Would you transcribe the listing that follows, character for character, and omit its images?
++++++
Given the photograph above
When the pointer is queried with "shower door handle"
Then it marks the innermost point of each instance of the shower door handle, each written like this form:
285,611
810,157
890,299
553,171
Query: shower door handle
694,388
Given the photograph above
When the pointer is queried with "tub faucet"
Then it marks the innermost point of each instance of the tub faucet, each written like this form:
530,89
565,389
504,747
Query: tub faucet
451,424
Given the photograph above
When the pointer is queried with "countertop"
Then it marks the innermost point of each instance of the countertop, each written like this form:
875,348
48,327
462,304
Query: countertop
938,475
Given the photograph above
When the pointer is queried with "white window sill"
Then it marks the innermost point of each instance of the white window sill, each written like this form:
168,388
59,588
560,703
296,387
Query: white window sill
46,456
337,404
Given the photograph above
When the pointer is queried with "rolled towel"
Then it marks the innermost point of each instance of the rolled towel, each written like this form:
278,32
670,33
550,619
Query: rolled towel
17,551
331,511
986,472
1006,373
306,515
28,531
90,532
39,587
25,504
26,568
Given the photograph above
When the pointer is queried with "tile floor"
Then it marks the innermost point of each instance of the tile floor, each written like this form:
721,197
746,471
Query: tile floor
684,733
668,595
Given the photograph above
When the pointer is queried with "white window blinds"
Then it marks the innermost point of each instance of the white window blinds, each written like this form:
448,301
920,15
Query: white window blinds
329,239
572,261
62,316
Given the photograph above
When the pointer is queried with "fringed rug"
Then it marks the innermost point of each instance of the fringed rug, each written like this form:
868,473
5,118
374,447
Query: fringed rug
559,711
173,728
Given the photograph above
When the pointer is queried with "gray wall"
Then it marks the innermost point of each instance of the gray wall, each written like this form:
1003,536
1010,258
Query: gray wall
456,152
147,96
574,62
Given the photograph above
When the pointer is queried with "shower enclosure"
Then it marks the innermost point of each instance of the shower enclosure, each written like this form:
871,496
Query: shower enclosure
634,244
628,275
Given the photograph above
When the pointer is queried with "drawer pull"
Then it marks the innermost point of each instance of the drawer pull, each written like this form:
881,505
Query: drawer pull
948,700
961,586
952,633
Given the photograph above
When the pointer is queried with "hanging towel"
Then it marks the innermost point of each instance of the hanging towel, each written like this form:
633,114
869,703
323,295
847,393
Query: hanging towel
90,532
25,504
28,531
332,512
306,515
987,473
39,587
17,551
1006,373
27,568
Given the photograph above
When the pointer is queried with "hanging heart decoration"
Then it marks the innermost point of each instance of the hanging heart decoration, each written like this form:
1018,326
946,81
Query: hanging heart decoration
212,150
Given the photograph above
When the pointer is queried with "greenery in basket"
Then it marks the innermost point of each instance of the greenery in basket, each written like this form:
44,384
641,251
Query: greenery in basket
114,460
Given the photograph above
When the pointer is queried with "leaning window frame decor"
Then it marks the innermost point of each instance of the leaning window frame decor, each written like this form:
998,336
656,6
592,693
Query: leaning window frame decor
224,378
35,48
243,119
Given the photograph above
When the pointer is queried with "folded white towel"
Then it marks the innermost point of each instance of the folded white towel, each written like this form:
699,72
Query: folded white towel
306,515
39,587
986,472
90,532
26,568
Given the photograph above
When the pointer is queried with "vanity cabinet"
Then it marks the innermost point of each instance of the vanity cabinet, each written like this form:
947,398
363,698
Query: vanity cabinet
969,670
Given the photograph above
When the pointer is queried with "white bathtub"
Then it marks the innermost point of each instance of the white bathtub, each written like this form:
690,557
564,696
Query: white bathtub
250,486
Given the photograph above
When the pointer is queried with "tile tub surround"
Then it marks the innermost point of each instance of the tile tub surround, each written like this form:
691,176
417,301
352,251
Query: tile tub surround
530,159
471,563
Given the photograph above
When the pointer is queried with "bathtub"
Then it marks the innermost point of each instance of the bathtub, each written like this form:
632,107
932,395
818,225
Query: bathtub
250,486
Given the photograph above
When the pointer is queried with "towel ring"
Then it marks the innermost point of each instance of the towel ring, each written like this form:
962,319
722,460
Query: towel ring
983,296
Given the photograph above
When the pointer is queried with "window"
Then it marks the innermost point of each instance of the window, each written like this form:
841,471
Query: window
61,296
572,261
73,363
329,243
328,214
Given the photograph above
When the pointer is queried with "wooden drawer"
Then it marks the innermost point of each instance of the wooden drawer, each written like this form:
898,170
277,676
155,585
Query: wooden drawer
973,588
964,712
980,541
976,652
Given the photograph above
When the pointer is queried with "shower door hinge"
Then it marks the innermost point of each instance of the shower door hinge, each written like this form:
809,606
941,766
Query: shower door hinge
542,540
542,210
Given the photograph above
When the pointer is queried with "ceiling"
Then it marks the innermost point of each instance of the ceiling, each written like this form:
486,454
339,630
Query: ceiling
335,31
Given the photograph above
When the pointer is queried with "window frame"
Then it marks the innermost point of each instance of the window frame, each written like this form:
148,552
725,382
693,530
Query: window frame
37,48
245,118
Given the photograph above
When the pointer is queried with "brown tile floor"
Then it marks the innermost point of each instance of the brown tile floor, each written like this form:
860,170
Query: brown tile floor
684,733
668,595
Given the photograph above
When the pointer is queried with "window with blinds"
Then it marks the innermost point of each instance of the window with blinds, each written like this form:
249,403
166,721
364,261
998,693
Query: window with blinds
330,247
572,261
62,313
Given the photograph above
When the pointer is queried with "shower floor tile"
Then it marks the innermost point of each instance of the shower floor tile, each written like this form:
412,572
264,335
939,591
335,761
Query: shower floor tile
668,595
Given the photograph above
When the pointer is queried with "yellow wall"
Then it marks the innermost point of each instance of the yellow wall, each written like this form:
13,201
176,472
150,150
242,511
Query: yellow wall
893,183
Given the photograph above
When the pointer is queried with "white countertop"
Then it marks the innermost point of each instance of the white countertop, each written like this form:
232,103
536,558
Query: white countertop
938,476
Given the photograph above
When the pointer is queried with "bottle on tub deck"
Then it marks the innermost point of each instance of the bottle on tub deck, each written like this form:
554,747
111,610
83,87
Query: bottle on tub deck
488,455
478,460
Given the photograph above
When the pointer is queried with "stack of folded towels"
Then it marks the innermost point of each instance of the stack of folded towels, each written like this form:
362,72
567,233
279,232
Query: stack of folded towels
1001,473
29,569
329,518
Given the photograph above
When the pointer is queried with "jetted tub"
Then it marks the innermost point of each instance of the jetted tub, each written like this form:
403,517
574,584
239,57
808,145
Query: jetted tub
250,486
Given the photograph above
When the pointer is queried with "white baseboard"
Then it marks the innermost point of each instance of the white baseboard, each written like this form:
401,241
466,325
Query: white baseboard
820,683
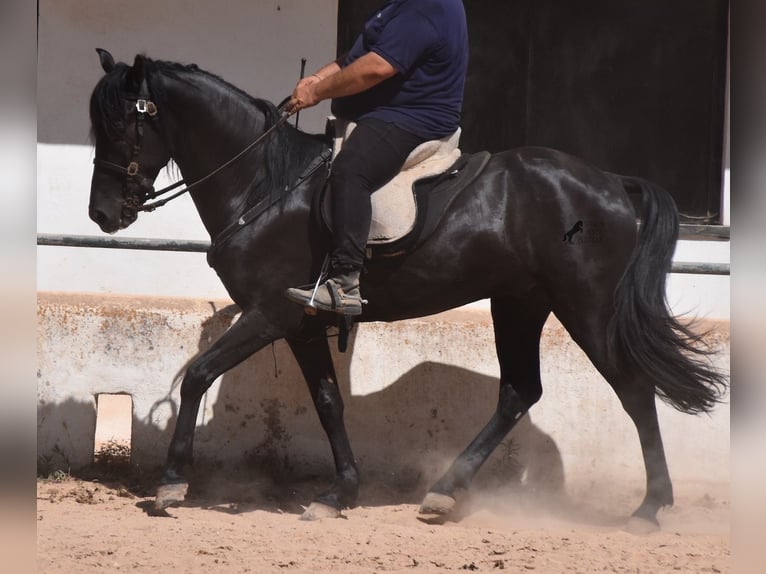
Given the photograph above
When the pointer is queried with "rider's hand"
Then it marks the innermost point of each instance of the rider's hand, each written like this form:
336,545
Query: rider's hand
304,95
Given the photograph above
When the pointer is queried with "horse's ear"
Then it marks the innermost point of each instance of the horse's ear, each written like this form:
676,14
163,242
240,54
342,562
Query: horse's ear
107,61
137,73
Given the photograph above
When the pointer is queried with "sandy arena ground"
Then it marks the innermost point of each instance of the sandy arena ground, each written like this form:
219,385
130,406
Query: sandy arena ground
244,524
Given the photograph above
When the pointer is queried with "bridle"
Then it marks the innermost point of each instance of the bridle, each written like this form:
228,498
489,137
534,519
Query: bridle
138,189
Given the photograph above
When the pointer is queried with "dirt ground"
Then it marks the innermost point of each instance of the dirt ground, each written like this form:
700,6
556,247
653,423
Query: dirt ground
241,524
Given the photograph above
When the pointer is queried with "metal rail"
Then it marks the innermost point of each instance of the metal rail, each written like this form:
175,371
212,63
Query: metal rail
++++++
— TASK RESULT —
Given the photograph above
When the pointer is queried with "shower door handle"
Then it marks the innermost point of each instance of the shower door handle, each written like this form:
285,611
810,157
890,299
553,171
Query: shower door handle
694,388
Given the photograph above
When the pointer is queried with "tub faucet"
Then it marks the innermost point of each instance of the tub faucet, each written like this form:
530,89
565,389
504,747
Query: tub faucet
451,424
Given the photograph above
When the pointer is queried with "countertop"
Then it marks the innermost point of each instance of the countertop, each written like this form:
875,348
48,327
462,304
Query: countertop
938,475
Given the photograph above
When the pointer is queried with "white window sill"
Then it marks the innermost point of each instance of the white window sill, each written like this form:
168,388
59,588
560,703
296,387
Query: white window sill
46,456
337,404
Given the photograph above
When the pointer is queried with "rolled towel"
Then it marks the innermost point of each instance of the rolled towel, each written like this form:
278,32
670,33
550,619
Query: rolled towel
17,551
331,511
986,472
1006,373
306,515
28,531
90,532
39,587
25,504
26,568
Given the photograph above
When the pointer is queried with "tile floor"
Then it marks the innermost point of each instance of the tile floor, each written like this form:
721,197
746,471
Query: tile floor
684,733
668,595
Given the photograph above
When the pointer is queried with "white window blinds"
Then it marks the innermost point of each instance of the white window blinds, each written like this form:
448,301
920,15
Query: white window blinds
329,239
572,261
62,316
Given the photograph above
When the pointer is queried with "fringed rug"
Then it marks the innermost point of each instance of the fringed rug, each written like this form:
868,473
5,118
374,447
Query: fringed rug
559,711
173,728
Given the photograph above
When the pointer is queried with "gray wall"
Then it marks the innermost point of each instance of the gray wall, each written like this form:
1003,536
1010,258
Query: gray wall
456,152
147,96
574,62
Given the photograph above
When the pointer is queried with "shower enclosure"
Then it marks the innermost point of each instance of the shower enclosure, each written like this form:
871,496
Query: shower enclosure
634,244
628,275
Given the photograph above
When the pointer is queried with "drawer pull"
Then it marks the innermost point of each instance of the drawer pull, each written like this form:
881,505
Query: drawer pull
948,700
961,586
952,633
Given the photograph above
When the pointer is queried with "hanging towel"
Then it marks the innermost point of each instance of the hanging towel, each written like this form:
633,114
869,703
323,295
847,393
Query: hanging towel
90,532
25,504
28,531
332,512
306,515
987,473
39,587
17,551
1006,373
27,568
Given the photograph above
When the pointer is queried with "hanging heart decoration"
Then it marks the innermost point of each instance of the hanging heart decoration, each written like this form:
1018,326
946,81
Query: hanging heart decoration
212,150
Given the photograph above
When the pointer is queried with "greenery in basket"
Then it marks the innermost point of each instance of the greenery in basket, each written like this form:
44,384
641,251
Query: greenery in basket
114,460
Given the photograph above
When the pointer is queried with "leaning window frame decor"
Then it marks the innermost point of each instance of the leaning window frame decor, each written like this form:
998,336
656,6
592,693
Query: leaning window frame decor
224,378
35,48
243,119
Given the photograph above
When the pointer is queried with "folded white towel"
Then it marks the innermost point of each instance of the folded white towel, each written like this form:
699,72
Query: folded white towel
306,515
39,587
986,472
90,532
26,568
Given the photograph above
When the pointer is queried with "vanity cabinet"
Then it marks the innermost point of each instance of the vanity cabinet, each written like this form:
947,398
363,698
Query: vanity cabinet
969,670
Given the photograph above
When the pointer is queried with "white bathtub"
Then it marks the innermost point of each instance of the white bathtub, each written like this form:
690,557
564,696
Query: white bathtub
250,486
Given the photograph above
When the pointer is queried with "tile tub surround"
Then it marks the innermost point of each instance of the tile tub surround, each written like this form:
691,176
417,301
352,251
Query: tile tub surround
530,159
471,563
Given the photograph above
When the pointer is queried with "bathtub"
Then it marks the innermost point of each instance of the bathtub, each written like this form:
632,107
932,395
818,225
Query: bathtub
250,486
Given the photograph above
When the pointer is queried with "towel ring"
Then it marks the innermost point of each instance of the towel ring, each written like this form:
962,319
722,460
Query: towel ring
983,296
Given the photograph above
When the pointer is queried with "window"
Then it marks the innermost point of each instance of the window, each written like this form:
841,471
Query: window
61,296
572,261
73,363
329,243
328,214
Given the photograph above
When the pointer is queried with "wooden drawer"
Then it marks the innermost point of each instance of the wooden drawer, each written like this form:
898,170
277,676
155,585
Query: wooden drawer
973,588
964,712
980,541
976,652
Given the photograph above
When the pointer is queried with "shower door hinge"
Then it marks the innermost point of each instance of the shower door hinge, each written like this form:
809,606
941,766
Query: shower door hinge
542,540
542,210
Given the photograph above
When the pointer is queried with "ceiling"
Then it marks the innermost point of each instance of the ceiling, each written like this form:
486,454
339,630
Query: ceiling
335,31
Given the photograph above
When the pointer is queried with "window frame"
Then it marks the innermost point of each instance of the window frame, each written like this form:
148,552
725,382
693,530
Query: window frame
37,48
245,118
Given the photograph above
When the pointer is queried with "brown tile floor"
Then it marks the innermost point of each instance of the brown tile floor, each written like this form:
860,170
Query: brown tile floor
684,733
668,595
Given the photograph above
When the pointer is queried with "window with blinds"
Then it marks the innermost point of each instance of the window with blinds, each written like this form:
249,403
166,721
364,261
998,693
Query: window with blinds
330,247
572,261
62,313
Given the photograph above
When the pointer is queried with "shower floor tile"
Then it marks the innermost point of each instance of the shower floor tile, each written like this form:
412,572
264,335
939,591
335,761
Query: shower floor tile
668,595
Given the photograph above
When the pointer is queried with "yellow wall"
Then it marks the innermost point of each instance of the yellow wall, each written like this form:
13,201
176,472
150,150
242,511
Query: yellow wall
893,183
Given the photograph above
When the pointer is queried with "white countertop"
Then it marks the innermost point of each instance of the white countertop, each written like this form:
232,103
536,558
Query: white countertop
938,476
Given the photograph above
When the pointer is queried with "bottle on tub deck"
Then it marks the innermost point of each instance of the bottle on tub deck, each written like this form:
554,747
111,610
83,87
Query: bottle on tub deck
488,455
478,460
Given the photograph above
When the pointer is queried with "stack of folded towels"
Then it marks the innermost point of each instance of the stack of folded towels, each written like this form:
362,72
567,233
279,232
Query: stack of folded towels
1001,473
29,569
329,518
Given the photograph above
When the pointer is queried with "jetted tub"
Then it marks the innermost point of each instance of the jetted tub, each written like this form:
403,517
574,584
239,57
808,145
Query: jetted tub
250,486
Given the photograph above
When the pointer is queried with "white baseboard"
Then it marks the innermost point of each instance of the white baseboard, each written like this form:
401,241
466,325
Query: white baseboard
820,683
Given the photograph above
When the pointer is queried with "rider's hand"
Then it marks the innermost point of each instance of the rider's hand, each written like this form:
336,545
Query: rider's hand
304,95
Given the photograph above
When the pointer is queried with "horse's ear"
Then it marks the innermost point of each instance of the horse's ear, each written like this form:
676,14
163,242
240,54
342,562
Query: horse's ear
107,61
137,73
Given the photograph above
When the pointer is queried with "sandy arena ground"
Then it marks the innermost point of each instance of the sandy arena ground, each written like this form:
219,385
130,406
Query: sandy arena ground
244,524
Given the photograph above
When the pointer is queried with "bridle"
Then it marks the innermost point of each instance of the bridle, each written like this form:
228,498
489,137
534,519
Query: bridle
138,189
Given the photograph above
When the pointer is queried with "dirt ground"
Then it marks the innermost point of each instance of the dirt ground, each written like this form:
700,6
556,247
653,423
Query: dirt ground
241,524
Given the photograph above
When the pointer is queried with "metal rail"
Then it marks the innermost point of each instance of the metal rail, each written like this form:
175,371
212,63
Query: metal rail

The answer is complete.